» WHAT IS EXPECTED:
Make an exact copy of all the material below, apart from the pictures.

___ MATERIAL TO PROCESS ___

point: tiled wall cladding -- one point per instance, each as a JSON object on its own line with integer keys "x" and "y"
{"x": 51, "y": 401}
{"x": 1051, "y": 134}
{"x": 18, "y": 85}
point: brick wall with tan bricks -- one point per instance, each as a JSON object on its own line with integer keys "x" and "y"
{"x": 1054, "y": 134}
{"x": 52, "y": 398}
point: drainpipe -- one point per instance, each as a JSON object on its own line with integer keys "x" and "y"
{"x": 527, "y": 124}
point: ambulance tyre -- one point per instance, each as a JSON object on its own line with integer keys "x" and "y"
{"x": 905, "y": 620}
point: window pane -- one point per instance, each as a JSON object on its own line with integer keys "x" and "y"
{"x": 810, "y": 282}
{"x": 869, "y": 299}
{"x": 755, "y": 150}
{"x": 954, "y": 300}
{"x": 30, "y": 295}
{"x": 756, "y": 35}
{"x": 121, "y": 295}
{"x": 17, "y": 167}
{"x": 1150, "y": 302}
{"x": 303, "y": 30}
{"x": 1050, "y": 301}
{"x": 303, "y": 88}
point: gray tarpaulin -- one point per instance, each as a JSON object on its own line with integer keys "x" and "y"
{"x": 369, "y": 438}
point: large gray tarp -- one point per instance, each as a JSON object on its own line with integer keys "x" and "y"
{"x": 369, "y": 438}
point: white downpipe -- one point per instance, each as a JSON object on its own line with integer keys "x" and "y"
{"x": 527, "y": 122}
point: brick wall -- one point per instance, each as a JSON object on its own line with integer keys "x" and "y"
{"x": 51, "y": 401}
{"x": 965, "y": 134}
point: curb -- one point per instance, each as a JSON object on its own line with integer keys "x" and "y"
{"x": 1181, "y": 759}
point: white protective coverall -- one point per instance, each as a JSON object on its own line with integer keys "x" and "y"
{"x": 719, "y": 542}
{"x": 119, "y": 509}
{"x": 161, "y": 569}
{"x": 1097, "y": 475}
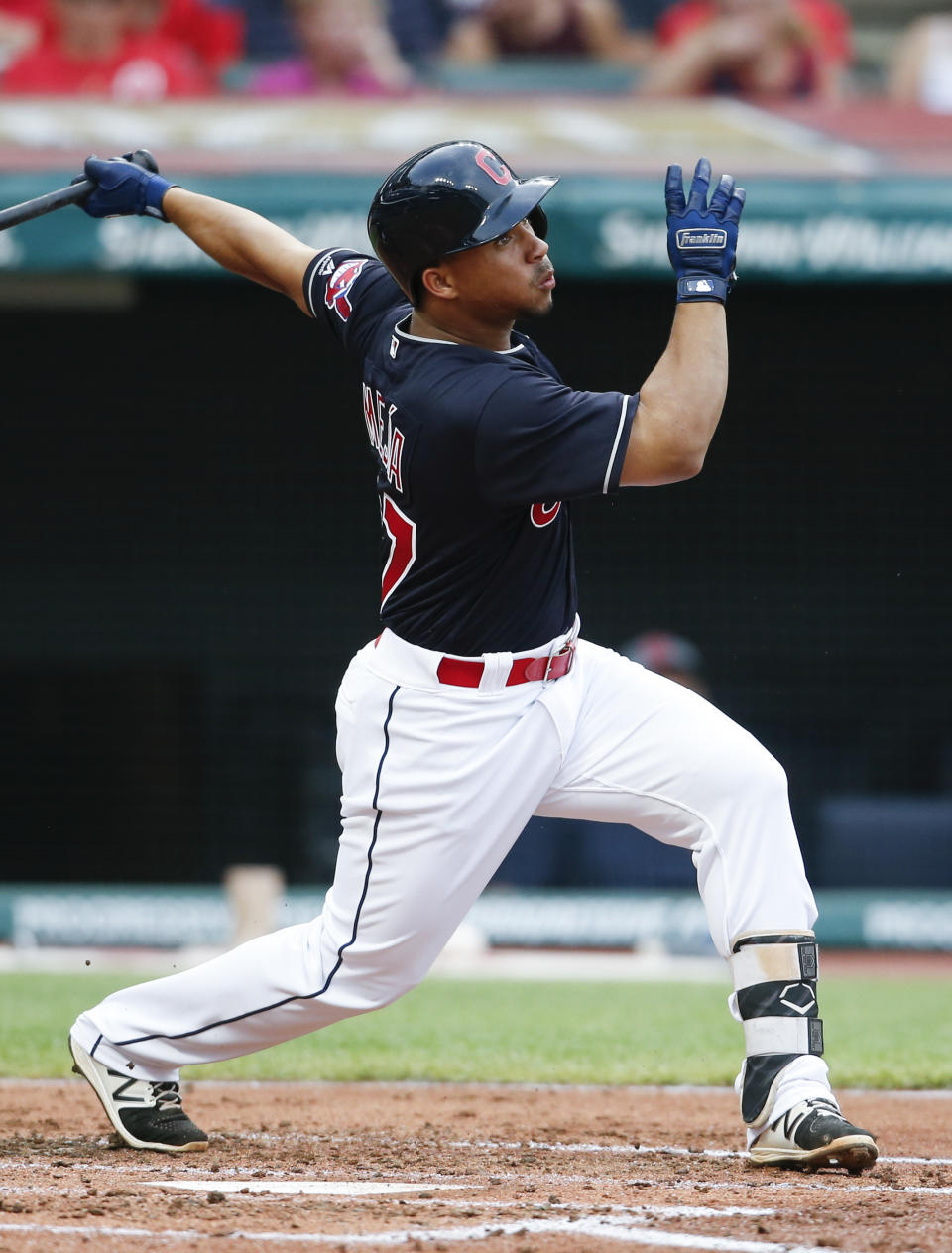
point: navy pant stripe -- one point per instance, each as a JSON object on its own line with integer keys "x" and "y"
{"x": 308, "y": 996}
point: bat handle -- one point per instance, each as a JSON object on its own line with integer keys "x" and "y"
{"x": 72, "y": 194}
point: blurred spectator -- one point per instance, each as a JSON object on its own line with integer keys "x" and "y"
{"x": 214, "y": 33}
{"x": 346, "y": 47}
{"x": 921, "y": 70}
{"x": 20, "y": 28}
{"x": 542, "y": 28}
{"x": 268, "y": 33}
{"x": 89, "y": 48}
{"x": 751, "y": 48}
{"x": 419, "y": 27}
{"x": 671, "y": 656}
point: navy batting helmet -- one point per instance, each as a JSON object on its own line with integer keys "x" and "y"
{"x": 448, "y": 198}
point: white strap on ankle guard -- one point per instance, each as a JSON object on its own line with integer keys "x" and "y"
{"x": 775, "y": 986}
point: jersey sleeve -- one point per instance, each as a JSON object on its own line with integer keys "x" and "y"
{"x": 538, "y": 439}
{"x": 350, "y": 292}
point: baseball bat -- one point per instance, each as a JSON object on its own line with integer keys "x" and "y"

___

» TASK ANSWER:
point: tiled wall cladding -- one point per instance, each as a JSON object on its own line with integer keys "x" and "y"
{"x": 51, "y": 401}
{"x": 1051, "y": 134}
{"x": 18, "y": 85}
point: brick wall with tan bricks -- one point per instance, each as a JSON object on its own line with integer keys "x" and "y"
{"x": 1054, "y": 134}
{"x": 52, "y": 398}
point: drainpipe -- one point per instance, each as a JSON object on its own line with integer keys "x" and "y"
{"x": 527, "y": 124}
point: ambulance tyre -- one point per instance, each as a JSON object on its own line with integer keys "x" and "y"
{"x": 905, "y": 620}
point: window pane -- one point per instance, each as a JSON object on its own line with integer keys "x" and "y"
{"x": 810, "y": 282}
{"x": 869, "y": 299}
{"x": 755, "y": 150}
{"x": 954, "y": 300}
{"x": 30, "y": 295}
{"x": 756, "y": 35}
{"x": 121, "y": 295}
{"x": 17, "y": 167}
{"x": 1150, "y": 302}
{"x": 303, "y": 30}
{"x": 1050, "y": 301}
{"x": 303, "y": 88}
point: gray tarpaulin -- one point per instance, each as a JSON object on its own line with integer keys "x" and "y"
{"x": 369, "y": 438}
point: large gray tarp -- one point per instance, each as a JSON object on its own line with integer keys "x" and "y"
{"x": 369, "y": 438}
point: white downpipe -- one point per instance, each as a JSON object on its own line with integer keys "x" and "y"
{"x": 527, "y": 122}
point: brick wall -- one point per instance, each as a JSON object on its own line with integer keys "x" and "y"
{"x": 51, "y": 401}
{"x": 965, "y": 134}
point: curb -- one point per instance, each as a JSON object on its own line with integer keys "x" and "y"
{"x": 1181, "y": 759}
point: white protective coverall -- one point per instance, each as a JSON object on its own line with integer keys "x" and "y"
{"x": 719, "y": 542}
{"x": 119, "y": 509}
{"x": 161, "y": 569}
{"x": 1097, "y": 475}
point: navy pant stripe -- one point per instance, each as a JSON object on its own line with integer keys "x" and "y"
{"x": 308, "y": 996}
point: bat handle -- one point per instance, each as a JSON object on its own line with integer keys "x" and "y"
{"x": 72, "y": 194}
point: blurred spectator -- one point per instance, each as a JSON object on its own line with integer keys "x" and "y"
{"x": 214, "y": 33}
{"x": 346, "y": 47}
{"x": 921, "y": 70}
{"x": 20, "y": 28}
{"x": 542, "y": 28}
{"x": 268, "y": 33}
{"x": 89, "y": 48}
{"x": 751, "y": 48}
{"x": 419, "y": 27}
{"x": 671, "y": 656}
point: navy batting helmet -- one point per instance, each as a JSON object on its own line with integer keys "x" and "y"
{"x": 448, "y": 198}
point: white strap on ankle guard -- one point per instance, each as a JSON object on its own line with integer keys "x" and "y"
{"x": 775, "y": 986}
point: jersey sleeve -- one point per instance, each as a JSON object on its own line with integer keys "x" and "y"
{"x": 538, "y": 439}
{"x": 350, "y": 292}
point: baseball bat -- one point per instance, each as a JSON object on its own line with integer keys "x" and "y"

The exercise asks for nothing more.